▶ [AUFGABENSTELLUNG]: Sämtliche nachstehenden Zeilen unverändert niederschreiben. Die Bilder sind in der Antwort wegzulassen.

------------------------------------------------------------

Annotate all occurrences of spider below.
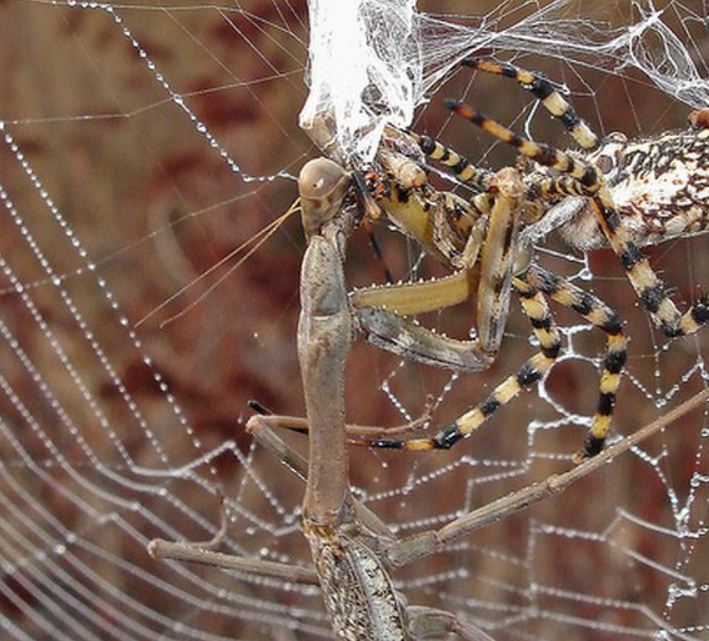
[148,151,709,641]
[351,59,709,462]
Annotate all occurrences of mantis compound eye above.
[298,158,350,238]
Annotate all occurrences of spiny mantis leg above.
[351,168,524,372]
[356,276,561,451]
[246,397,431,440]
[406,605,495,641]
[246,414,392,539]
[386,389,709,566]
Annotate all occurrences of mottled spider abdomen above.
[561,128,709,251]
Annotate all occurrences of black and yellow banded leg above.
[445,101,709,337]
[409,131,493,192]
[591,186,709,337]
[525,265,627,463]
[461,58,599,150]
[443,98,603,189]
[351,277,561,451]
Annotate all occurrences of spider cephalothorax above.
[351,60,709,460]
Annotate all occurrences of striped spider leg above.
[354,60,709,460]
[447,59,709,337]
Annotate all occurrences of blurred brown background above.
[0,0,709,641]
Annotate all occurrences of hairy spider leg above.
[357,265,627,456]
[445,100,709,337]
[408,131,494,192]
[461,58,599,151]
[525,265,627,463]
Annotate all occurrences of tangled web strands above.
[0,0,709,641]
[300,0,709,161]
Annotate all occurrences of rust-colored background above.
[0,0,709,641]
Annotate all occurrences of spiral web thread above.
[0,0,709,641]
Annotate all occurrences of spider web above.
[0,0,709,641]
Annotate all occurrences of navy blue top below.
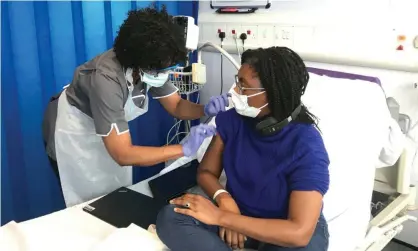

------------------------------------------------------------

▶ [ANTWORT]:
Annotate all occurrences of spider below.
[148,151,709,641]
[351,59,709,462]
Annotate all occurrences of mantis compound eye above.
[298,158,350,238]
Annotate all occurrences of spiny mantis leg above.
[351,168,524,372]
[356,276,561,451]
[246,397,431,440]
[406,605,495,641]
[246,414,392,539]
[386,389,709,566]
Annotate all occurrences of mottled spider abdomen above.
[561,128,709,251]
Annotate all occurrences of black and yellow banded leg above.
[445,101,709,337]
[409,131,493,192]
[591,186,709,337]
[525,265,627,463]
[461,58,599,150]
[443,98,603,189]
[351,277,561,451]
Annotate all occurrences of spider cephalothorax above.
[351,60,709,460]
Annotate all occurrences of striped spider leg above.
[354,60,709,460]
[447,59,709,337]
Annotate all occurrences of blurred brown background above.
[0,0,709,641]
Annotate all occurrences of hairy spider leg above.
[357,265,627,456]
[445,100,709,337]
[408,131,494,192]
[461,58,599,151]
[525,265,627,463]
Annotate all occurrences of tangled web strands above.
[0,0,709,641]
[300,0,709,161]
Annotate all occurrences of rust-colored background above.
[0,0,709,641]
Annotate all occurrences of spiral web thread above.
[0,0,709,641]
Annotate all occurrences of spider web above.
[0,0,709,641]
Annotate all occurrences of navy blue top below.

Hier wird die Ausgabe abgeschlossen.